▶ [Task]:
Read the data and repeat it in full, exactly.
----
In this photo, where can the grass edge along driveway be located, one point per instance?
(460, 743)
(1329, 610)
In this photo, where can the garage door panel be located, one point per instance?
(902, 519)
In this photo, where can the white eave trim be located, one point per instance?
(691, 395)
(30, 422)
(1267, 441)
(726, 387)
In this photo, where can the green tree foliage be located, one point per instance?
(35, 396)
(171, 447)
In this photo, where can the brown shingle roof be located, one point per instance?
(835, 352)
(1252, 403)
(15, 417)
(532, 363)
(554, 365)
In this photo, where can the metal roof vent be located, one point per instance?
----
▶ [Solution]:
In this photo, where can the grass edge along driveway be located, one point per instance?
(460, 743)
(1329, 610)
In this photo, where can the garage door panel be located, one point per instance?
(902, 519)
In this photo, where can the white eave trim be located, one point per instance?
(691, 395)
(30, 422)
(1267, 441)
(726, 387)
In this photo, where can the green tree foliage be located, one point per instance?
(35, 396)
(171, 447)
In this photo, where can the brown shingle roof be located, one point per instance?
(835, 352)
(1252, 403)
(15, 417)
(532, 363)
(554, 365)
In this photo, where can the metal roof vent be located, one point per instance?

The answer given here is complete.